**What is expected:**
Write out all the rows below again, requests included, and raise every coordinate in the answer outlines by 122. Leave the requests and their format samples unchanged.

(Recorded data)

•••

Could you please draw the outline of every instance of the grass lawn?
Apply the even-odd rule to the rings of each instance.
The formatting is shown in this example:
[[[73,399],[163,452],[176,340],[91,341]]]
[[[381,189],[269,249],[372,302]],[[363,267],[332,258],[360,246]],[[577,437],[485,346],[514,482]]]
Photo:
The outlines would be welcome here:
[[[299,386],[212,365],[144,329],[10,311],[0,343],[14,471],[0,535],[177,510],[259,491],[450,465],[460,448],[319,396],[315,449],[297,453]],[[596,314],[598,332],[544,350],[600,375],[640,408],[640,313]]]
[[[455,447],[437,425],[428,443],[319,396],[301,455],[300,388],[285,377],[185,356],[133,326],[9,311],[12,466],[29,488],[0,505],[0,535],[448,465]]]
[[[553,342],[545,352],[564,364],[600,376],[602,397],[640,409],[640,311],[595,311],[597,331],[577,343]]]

•••

**Written response:**
Could you please draw the outline of every instance of the grass lawn?
Apply the even-odd rule to the rings of each instance.
The formatting is shown in this example:
[[[73,399],[163,452],[176,340],[91,341]]]
[[[381,189],[269,249],[372,302]],[[363,267],[332,258],[360,246]],[[577,437],[485,346],[514,482]]]
Photo:
The outlines would be welcome here:
[[[421,508],[334,487],[266,451],[132,433],[122,465],[136,593],[122,657],[299,632],[381,613],[572,587],[582,570],[441,518],[437,571],[419,575]],[[718,436],[720,454],[666,472],[722,497],[762,530],[762,435]]]
[[[577,569],[559,547],[550,565],[441,518],[423,577],[422,510],[407,499],[307,478],[255,448],[131,433],[134,588],[151,610],[122,627],[122,657],[570,587]]]
[[[675,464],[667,474],[686,486],[722,498],[724,519],[762,531],[762,433],[717,433],[719,453],[699,465]]]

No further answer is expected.